## Aim of the exercise
This exercise calls for an exact copy of the listing below.

## Data to process

#####

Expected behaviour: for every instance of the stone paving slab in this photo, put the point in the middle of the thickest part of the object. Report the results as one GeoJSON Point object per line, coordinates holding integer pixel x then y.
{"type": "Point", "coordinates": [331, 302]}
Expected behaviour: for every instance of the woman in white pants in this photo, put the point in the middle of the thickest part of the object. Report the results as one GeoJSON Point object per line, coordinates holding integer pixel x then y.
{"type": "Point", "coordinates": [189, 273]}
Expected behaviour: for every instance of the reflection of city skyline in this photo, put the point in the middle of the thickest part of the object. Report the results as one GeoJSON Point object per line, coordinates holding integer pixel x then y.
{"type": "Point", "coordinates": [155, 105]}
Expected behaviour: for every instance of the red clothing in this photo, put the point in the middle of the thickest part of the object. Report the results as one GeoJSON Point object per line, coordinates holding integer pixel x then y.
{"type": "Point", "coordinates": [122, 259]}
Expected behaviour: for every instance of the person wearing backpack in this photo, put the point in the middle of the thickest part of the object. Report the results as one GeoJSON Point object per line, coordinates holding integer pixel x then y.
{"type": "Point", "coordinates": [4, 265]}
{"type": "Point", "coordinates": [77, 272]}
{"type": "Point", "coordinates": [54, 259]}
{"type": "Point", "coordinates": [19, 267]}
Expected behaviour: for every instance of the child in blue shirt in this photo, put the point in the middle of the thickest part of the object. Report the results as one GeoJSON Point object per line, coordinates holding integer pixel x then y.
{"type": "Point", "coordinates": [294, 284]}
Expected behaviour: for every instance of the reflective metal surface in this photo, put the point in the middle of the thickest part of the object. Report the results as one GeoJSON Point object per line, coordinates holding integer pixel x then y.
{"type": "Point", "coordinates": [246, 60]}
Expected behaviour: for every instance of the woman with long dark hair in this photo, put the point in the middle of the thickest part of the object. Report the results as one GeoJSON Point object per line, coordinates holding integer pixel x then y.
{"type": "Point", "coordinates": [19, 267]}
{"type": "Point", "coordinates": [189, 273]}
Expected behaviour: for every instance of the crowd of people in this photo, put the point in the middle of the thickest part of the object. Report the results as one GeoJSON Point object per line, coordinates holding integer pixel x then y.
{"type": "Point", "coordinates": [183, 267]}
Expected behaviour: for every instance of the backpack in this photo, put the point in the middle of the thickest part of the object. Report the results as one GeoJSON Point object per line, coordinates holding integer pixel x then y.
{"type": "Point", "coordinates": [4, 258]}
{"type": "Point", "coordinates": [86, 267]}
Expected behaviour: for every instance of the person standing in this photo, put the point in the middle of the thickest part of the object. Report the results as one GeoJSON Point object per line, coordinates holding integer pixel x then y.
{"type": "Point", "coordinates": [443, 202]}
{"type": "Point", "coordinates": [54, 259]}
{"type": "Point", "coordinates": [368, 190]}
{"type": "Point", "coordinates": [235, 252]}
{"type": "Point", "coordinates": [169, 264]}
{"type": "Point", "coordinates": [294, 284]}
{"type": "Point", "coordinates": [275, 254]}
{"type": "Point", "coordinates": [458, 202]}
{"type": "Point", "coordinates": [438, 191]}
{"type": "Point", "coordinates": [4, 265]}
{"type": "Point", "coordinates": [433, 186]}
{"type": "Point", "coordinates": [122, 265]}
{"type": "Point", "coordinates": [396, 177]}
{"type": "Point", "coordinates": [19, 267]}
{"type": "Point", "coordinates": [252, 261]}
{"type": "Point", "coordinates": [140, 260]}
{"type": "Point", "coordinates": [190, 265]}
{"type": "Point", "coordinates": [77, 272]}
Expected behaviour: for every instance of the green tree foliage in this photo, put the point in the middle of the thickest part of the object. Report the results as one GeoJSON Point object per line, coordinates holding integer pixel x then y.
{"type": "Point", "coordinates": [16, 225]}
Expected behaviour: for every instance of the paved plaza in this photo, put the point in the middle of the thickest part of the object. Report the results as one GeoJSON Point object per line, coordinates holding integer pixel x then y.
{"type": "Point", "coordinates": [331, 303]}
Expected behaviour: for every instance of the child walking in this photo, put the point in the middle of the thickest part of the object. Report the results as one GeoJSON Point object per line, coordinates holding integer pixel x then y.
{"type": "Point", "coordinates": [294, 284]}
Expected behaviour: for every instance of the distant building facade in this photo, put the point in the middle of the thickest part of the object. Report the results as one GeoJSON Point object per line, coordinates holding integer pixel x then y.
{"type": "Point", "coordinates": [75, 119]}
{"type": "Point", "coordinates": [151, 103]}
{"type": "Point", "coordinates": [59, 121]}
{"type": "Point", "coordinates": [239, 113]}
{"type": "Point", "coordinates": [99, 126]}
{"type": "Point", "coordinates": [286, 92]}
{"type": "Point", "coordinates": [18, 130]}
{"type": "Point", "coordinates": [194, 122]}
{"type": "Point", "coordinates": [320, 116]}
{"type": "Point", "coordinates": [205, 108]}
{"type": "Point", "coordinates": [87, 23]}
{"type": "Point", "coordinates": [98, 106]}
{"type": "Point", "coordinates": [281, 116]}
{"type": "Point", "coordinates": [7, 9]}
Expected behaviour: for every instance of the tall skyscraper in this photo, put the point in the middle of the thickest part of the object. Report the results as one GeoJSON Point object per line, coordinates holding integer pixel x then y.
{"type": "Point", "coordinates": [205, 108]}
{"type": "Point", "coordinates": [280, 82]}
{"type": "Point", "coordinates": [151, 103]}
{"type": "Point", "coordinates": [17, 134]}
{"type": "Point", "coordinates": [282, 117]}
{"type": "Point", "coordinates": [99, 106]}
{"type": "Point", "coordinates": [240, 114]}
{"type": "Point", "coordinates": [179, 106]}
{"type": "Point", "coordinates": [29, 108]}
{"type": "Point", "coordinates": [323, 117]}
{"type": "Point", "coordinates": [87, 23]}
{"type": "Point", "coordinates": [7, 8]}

#####

## Expected answer
Expected behaviour: for every instance of the stone paving slab in this photo, put the point in the middle of the thickest part of the object. Report the results as one GeoJSON Point object per line, coordinates holding integer pixel x then y.
{"type": "Point", "coordinates": [331, 302]}
Expected behaviour: for every instance of the woman in white pants in this photo, put the point in the middle of the thickest part of the object. Report the results as one GeoJSON Point object per line, coordinates holding integer pixel x then y.
{"type": "Point", "coordinates": [189, 273]}
Expected behaviour: for every instance of the reflection of city skyline in this photo, put the point in the middle of the thickest part of the object. Report the results as one GeoJSON Point object per line, coordinates holding integer pixel x then y.
{"type": "Point", "coordinates": [155, 105]}
Expected behaviour: for every instance of the red clothing in this photo, put the point in the middle of the thickest part of the object. Report the results as one GeoJSON Point object per line, coordinates holding integer pixel x then y.
{"type": "Point", "coordinates": [122, 259]}
Expected behaviour: for every instance of the person wearing backpack in this photo, put the point in the middle of the thickest part of the object. Report the results as one GeoJSON Point object per line, coordinates holding integer pixel x then y.
{"type": "Point", "coordinates": [4, 265]}
{"type": "Point", "coordinates": [77, 272]}
{"type": "Point", "coordinates": [54, 259]}
{"type": "Point", "coordinates": [19, 267]}
Expected behaviour: for every instance of the child in blue shirt in this photo, put the point in the middle of the thickest part of the object. Report the results as one GeoJSON Point object per line, coordinates holding integer pixel x then y.
{"type": "Point", "coordinates": [294, 284]}
Expected behaviour: for every instance of the reflective metal surface in this photo, put the point in the middle of the thickest part of the object. Report the results as one GeoJSON Point object per line, coordinates holding integer pixel x then y.
{"type": "Point", "coordinates": [246, 60]}
Expected behaviour: for every instance of the woman with long dark hair in this photo, put the point in the middle of the thickest part of the object. Report the results as one GeoJSON Point object per line, coordinates holding integer pixel x then y.
{"type": "Point", "coordinates": [19, 267]}
{"type": "Point", "coordinates": [189, 273]}
Expected behaviour: for every instance of the crowd of people in this photo, put the point in the middle of the thickest part of the object. Report the results as one GeoJSON Point object per line, coordinates holding integer pixel x then y.
{"type": "Point", "coordinates": [183, 267]}
Expected behaviour: for every instance of the backpack in this photo, put the point in the middle of the thickest part of the object. Report the results as one GeoJSON Point object per line, coordinates holding integer pixel x then y.
{"type": "Point", "coordinates": [4, 258]}
{"type": "Point", "coordinates": [86, 267]}
Expected behaviour: for every instance of the person standing in this photo, put the point in the middle of the thickest part of the object. Report the results as one GeoJSON Point object per line, coordinates holding integer pixel x then y.
{"type": "Point", "coordinates": [443, 202]}
{"type": "Point", "coordinates": [54, 259]}
{"type": "Point", "coordinates": [368, 190]}
{"type": "Point", "coordinates": [235, 252]}
{"type": "Point", "coordinates": [169, 264]}
{"type": "Point", "coordinates": [294, 284]}
{"type": "Point", "coordinates": [275, 254]}
{"type": "Point", "coordinates": [458, 202]}
{"type": "Point", "coordinates": [438, 191]}
{"type": "Point", "coordinates": [4, 265]}
{"type": "Point", "coordinates": [433, 186]}
{"type": "Point", "coordinates": [122, 265]}
{"type": "Point", "coordinates": [396, 177]}
{"type": "Point", "coordinates": [19, 267]}
{"type": "Point", "coordinates": [252, 261]}
{"type": "Point", "coordinates": [140, 260]}
{"type": "Point", "coordinates": [190, 265]}
{"type": "Point", "coordinates": [77, 272]}
Expected behaviour: for every instance of the green tree foliage in this photo, put the point in the middle of the thickest part of the object. Report the results as one GeoJSON Point object per line, coordinates holding integer pixel x then y.
{"type": "Point", "coordinates": [16, 225]}
Expected behaviour: for every instance of the paved plaza in this photo, put the point in the middle of the thickest part of the object. Report the results as one GeoJSON Point object per line, coordinates holding integer pixel x then y.
{"type": "Point", "coordinates": [331, 303]}
Expected behaviour: for every instance of the child walking in this photo, put the point in the middle of the thickest part of the object. Report the results as one GeoJSON Point object per line, coordinates holding integer pixel x then y.
{"type": "Point", "coordinates": [294, 284]}
Expected behaviour: for every instance of the distant building facade in this photo, put the point in the middle of the thickest part of the object. Report the results as one GeoJSON Point object per line, coordinates holding integer pixel x then y.
{"type": "Point", "coordinates": [75, 119]}
{"type": "Point", "coordinates": [151, 103]}
{"type": "Point", "coordinates": [59, 121]}
{"type": "Point", "coordinates": [239, 113]}
{"type": "Point", "coordinates": [99, 126]}
{"type": "Point", "coordinates": [286, 92]}
{"type": "Point", "coordinates": [18, 130]}
{"type": "Point", "coordinates": [194, 122]}
{"type": "Point", "coordinates": [320, 116]}
{"type": "Point", "coordinates": [205, 108]}
{"type": "Point", "coordinates": [87, 23]}
{"type": "Point", "coordinates": [98, 106]}
{"type": "Point", "coordinates": [281, 116]}
{"type": "Point", "coordinates": [7, 9]}
Expected behaviour: for every instance of the tall skyscraper in this photo, put the point in the middle of the thickest part of the object. Report the results as one GeoJSON Point object per line, coordinates holding integer pixel x then y.
{"type": "Point", "coordinates": [205, 108]}
{"type": "Point", "coordinates": [280, 82]}
{"type": "Point", "coordinates": [151, 103]}
{"type": "Point", "coordinates": [17, 134]}
{"type": "Point", "coordinates": [282, 117]}
{"type": "Point", "coordinates": [99, 106]}
{"type": "Point", "coordinates": [240, 114]}
{"type": "Point", "coordinates": [179, 106]}
{"type": "Point", "coordinates": [29, 108]}
{"type": "Point", "coordinates": [323, 117]}
{"type": "Point", "coordinates": [87, 23]}
{"type": "Point", "coordinates": [7, 8]}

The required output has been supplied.